§ DO THIS: Arrange the lines as a JSON list of strings, one string per line and no blank lines, taking the span from the start of the records through the line containing "x=330, y=442", both ends included.

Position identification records
___
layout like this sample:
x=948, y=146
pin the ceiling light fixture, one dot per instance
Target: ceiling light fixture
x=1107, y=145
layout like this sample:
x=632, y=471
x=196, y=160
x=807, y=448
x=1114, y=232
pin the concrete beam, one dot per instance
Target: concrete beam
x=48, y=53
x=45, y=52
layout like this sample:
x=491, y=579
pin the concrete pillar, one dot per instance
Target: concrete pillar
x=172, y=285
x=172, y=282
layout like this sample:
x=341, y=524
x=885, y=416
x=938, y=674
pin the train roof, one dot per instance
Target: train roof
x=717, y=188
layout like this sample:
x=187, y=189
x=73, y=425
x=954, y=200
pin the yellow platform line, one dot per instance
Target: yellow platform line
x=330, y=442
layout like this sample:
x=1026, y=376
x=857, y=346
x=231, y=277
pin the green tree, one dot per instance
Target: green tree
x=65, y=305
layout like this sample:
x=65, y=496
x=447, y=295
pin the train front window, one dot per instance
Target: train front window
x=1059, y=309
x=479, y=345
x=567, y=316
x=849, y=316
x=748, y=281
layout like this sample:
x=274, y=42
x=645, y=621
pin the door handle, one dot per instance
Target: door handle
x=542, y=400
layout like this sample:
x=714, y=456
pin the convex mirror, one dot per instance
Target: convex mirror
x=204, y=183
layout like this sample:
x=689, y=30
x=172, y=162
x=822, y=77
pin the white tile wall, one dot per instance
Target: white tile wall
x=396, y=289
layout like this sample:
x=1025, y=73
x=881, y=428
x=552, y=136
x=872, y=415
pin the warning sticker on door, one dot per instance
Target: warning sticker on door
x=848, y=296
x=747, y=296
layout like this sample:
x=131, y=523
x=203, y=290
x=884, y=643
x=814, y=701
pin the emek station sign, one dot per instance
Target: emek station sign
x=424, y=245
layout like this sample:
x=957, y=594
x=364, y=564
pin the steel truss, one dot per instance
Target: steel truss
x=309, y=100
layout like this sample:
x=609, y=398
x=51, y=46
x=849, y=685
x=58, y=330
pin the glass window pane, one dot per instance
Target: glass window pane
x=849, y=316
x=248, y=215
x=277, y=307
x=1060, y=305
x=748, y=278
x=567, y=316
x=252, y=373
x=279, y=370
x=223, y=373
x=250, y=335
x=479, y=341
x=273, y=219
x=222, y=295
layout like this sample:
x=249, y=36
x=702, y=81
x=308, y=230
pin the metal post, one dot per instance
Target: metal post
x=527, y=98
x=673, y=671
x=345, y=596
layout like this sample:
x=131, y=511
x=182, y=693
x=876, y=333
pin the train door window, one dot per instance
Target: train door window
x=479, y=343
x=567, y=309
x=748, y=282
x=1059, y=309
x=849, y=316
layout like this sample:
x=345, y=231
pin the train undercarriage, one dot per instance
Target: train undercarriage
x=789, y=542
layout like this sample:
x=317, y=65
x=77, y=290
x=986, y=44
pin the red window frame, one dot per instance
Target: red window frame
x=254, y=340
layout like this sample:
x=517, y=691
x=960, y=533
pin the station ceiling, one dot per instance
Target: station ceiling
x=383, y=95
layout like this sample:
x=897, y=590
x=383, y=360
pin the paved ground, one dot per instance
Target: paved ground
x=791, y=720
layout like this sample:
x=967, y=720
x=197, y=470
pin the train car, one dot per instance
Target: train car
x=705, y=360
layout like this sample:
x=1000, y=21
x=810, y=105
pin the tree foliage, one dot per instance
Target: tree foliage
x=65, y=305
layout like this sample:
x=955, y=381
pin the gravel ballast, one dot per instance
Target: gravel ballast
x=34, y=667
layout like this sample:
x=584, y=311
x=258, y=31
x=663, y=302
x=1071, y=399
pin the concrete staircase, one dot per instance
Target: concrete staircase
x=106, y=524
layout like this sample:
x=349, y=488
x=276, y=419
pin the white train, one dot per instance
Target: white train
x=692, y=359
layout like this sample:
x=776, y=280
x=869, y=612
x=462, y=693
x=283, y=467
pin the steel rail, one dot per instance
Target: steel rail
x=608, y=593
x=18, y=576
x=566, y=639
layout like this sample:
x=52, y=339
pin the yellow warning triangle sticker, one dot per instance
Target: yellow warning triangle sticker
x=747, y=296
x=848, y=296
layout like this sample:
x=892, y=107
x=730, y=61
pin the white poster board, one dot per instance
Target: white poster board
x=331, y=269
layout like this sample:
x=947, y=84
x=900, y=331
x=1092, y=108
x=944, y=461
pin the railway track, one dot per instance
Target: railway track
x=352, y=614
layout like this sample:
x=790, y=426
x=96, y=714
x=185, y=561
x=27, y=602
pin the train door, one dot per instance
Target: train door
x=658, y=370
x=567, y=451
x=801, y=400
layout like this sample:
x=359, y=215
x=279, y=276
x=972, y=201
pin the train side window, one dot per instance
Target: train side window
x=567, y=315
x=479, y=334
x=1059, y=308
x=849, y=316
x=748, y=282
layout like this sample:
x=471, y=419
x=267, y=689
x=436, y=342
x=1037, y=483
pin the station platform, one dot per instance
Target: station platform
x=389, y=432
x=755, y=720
___
§ RESPONSE:
[
  "layout like this sample:",
  "x=948, y=146",
  "pin the ceiling light fixture, one dot per instance",
  "Target: ceiling light fixture",
  "x=1107, y=145",
  "layout like this sample:",
  "x=632, y=471",
  "x=196, y=160",
  "x=807, y=448",
  "x=1114, y=232",
  "pin the concrete beam, one dot per instance",
  "Target: concrete beam",
  "x=48, y=53",
  "x=45, y=52",
  "layout like this sample:",
  "x=491, y=579",
  "pin the concrete pillar, one dot per instance",
  "Target: concrete pillar",
  "x=172, y=285",
  "x=172, y=282",
  "layout like this sample:",
  "x=341, y=524",
  "x=885, y=416",
  "x=938, y=674",
  "pin the train roof, one dot per instance",
  "Target: train roof",
  "x=717, y=188",
  "layout like this sample:",
  "x=187, y=189",
  "x=73, y=425",
  "x=954, y=200",
  "pin the yellow platform line, one dot per instance",
  "Target: yellow platform line",
  "x=330, y=442"
]